**GOAL:** Retype the passage on the Prayer of Azariah word for word, between "5. Trust: Yet, despite" and "in the furnace.", inclusive.

**SELECTED PASSAGE:**
-=-=-=-=-
Since the prayer is 20 verses long and another 40 if you add the blessing prayer that follows it, I am only going to link to it so you can pray it on your own. But I will summarize the main elements of it to show you why we all need to pray this prayer now and for the next three weeks.

Maybe God will hear us and have mercy on our nation. Here is the link to Daniel 3:24-45, The Prayer of Azariah:

Elements of the Prayer

  1. Humility: As I noted above, Azariah acknowledges his and his people’s guilt, which is the first step in knowing one’s need for divine mercy: “For we have sinned and transgressed by departing from you” (3:29).
  2. Blessing: He starts the prayer by blessing God and acknowledging Him as righteous Judge of our deeds, “Blessed are you, and praiseworthy, Lord, the God of our ancestors…you are just in all you have done” (Dan 3:26-27).
  3. Consequences: Rather than blaming the Babylonians for his people’s problems, Azariah recognizes the dreaded result of so much sin: “You have handed us over to our enemies” (3:32).
  4. Promises: In the prayer, he reminds the Lord of His own promises to Israel: “For your name’s sake, do not…make void your covenant” (3:34).
  5. Trust: Yet, despite the negative consequences, Azariah trusts in God’s ultimate mercy for His people: “For those who trust in you cannot be put to shame” (3:40).

Would that we—all Americans—might bow down in these next three weeks and make a prayer of such intense devotion as Azariah while he was in the furnace.

Either our furnace is going to get much hotter in three weeks, or we will be liberated by the Angel who joined the three young men in the heat.
-=-=-=-=-
**DATASET:**
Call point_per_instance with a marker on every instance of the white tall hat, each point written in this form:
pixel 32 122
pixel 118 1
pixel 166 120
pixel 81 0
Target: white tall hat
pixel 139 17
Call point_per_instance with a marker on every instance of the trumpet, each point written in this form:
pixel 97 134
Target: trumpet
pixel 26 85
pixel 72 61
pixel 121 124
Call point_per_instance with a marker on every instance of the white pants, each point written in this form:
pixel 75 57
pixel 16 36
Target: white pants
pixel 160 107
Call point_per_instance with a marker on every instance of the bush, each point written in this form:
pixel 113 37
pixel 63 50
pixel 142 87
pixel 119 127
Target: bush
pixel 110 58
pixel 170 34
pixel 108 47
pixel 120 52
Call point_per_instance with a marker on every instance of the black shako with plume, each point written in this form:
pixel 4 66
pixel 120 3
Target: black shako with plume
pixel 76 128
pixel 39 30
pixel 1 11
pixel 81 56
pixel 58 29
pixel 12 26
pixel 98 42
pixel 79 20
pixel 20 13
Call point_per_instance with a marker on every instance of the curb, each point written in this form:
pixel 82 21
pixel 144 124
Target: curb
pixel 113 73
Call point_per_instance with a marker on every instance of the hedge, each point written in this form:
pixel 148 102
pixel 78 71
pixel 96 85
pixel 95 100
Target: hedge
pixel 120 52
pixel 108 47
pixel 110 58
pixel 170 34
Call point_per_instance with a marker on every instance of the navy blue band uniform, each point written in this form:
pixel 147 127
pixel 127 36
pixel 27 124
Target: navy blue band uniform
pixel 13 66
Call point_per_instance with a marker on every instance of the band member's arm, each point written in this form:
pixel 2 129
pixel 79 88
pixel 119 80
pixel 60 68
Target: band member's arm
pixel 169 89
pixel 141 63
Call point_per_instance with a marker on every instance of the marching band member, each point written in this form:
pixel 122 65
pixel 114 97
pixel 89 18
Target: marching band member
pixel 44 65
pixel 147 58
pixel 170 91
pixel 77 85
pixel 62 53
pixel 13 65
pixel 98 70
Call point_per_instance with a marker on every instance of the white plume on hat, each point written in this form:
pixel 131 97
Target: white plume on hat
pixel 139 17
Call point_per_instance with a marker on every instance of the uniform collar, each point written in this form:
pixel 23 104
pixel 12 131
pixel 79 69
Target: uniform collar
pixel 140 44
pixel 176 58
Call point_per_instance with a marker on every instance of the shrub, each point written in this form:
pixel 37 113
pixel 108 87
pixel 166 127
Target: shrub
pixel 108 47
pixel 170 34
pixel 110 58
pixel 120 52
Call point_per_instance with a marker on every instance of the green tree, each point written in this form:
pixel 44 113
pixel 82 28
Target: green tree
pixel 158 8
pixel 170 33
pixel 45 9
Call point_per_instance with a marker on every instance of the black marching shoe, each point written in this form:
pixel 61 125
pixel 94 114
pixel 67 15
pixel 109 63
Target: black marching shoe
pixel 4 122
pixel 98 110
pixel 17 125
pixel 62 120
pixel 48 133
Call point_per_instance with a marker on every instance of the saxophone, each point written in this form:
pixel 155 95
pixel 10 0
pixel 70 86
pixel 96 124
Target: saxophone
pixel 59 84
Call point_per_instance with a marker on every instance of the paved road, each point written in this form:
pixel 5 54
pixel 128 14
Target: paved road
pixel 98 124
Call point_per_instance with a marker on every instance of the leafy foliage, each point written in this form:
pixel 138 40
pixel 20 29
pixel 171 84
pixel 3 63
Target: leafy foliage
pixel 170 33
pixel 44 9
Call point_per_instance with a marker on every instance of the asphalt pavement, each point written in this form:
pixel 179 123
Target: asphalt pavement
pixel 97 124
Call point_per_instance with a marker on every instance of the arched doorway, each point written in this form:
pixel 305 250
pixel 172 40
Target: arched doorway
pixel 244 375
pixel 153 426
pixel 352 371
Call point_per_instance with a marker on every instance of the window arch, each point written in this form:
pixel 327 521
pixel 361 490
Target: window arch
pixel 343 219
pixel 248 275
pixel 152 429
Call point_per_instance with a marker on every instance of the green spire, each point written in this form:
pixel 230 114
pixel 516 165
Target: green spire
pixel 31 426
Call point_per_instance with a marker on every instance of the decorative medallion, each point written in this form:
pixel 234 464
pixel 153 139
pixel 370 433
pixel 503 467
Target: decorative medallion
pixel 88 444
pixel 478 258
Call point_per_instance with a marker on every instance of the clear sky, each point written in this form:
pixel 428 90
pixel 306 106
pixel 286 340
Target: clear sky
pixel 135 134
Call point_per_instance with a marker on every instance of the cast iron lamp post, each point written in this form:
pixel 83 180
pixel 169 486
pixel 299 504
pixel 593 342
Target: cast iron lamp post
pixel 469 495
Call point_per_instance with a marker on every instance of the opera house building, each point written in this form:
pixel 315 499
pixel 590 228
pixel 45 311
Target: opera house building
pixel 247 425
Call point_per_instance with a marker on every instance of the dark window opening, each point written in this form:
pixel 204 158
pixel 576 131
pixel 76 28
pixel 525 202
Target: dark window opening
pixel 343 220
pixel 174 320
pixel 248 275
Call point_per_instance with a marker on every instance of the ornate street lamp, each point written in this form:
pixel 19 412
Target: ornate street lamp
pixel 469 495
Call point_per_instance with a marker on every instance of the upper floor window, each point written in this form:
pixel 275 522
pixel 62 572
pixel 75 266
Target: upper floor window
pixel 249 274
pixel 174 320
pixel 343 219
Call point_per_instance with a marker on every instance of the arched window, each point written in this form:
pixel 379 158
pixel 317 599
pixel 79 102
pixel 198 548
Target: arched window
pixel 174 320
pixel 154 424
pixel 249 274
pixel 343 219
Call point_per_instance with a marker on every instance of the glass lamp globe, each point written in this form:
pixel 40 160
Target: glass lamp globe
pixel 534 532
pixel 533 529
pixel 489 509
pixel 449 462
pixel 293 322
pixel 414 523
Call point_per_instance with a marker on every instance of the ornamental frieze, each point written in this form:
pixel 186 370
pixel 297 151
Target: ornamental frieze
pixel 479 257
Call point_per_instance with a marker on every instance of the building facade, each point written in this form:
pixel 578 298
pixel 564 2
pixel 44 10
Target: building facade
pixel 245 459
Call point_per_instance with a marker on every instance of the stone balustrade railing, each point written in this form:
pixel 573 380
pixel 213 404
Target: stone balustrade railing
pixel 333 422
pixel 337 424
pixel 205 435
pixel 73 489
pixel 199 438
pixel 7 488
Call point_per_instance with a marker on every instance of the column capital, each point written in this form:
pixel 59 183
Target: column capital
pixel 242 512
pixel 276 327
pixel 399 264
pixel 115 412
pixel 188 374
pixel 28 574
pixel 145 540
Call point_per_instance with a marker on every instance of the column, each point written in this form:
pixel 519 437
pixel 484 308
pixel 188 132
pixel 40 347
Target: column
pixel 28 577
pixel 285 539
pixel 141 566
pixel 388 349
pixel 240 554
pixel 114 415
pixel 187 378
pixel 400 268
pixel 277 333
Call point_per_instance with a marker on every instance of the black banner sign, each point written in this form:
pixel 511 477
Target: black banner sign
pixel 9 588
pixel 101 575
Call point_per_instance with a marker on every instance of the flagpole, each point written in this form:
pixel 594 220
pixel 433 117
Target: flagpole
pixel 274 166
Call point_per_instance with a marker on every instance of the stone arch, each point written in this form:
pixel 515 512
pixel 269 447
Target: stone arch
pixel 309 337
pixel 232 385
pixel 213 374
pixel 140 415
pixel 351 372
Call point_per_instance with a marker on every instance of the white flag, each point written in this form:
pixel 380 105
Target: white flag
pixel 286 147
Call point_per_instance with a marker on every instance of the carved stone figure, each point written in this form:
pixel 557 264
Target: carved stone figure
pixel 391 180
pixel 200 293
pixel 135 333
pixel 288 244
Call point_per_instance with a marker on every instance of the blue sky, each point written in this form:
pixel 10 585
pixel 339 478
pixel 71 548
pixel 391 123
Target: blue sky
-=-=-=-=-
**WRITTEN SOLUTION:**
5. Trust: Yet, despite the negative consequences, Azariah trusts in God’s ultimate mercy for His people: “For those who trust in you cannot be put to shame” (3:40).

Would that we—all Americans—might bow down in these next three weeks and make a prayer of such intense devotion as Azariah while he was in the furnace.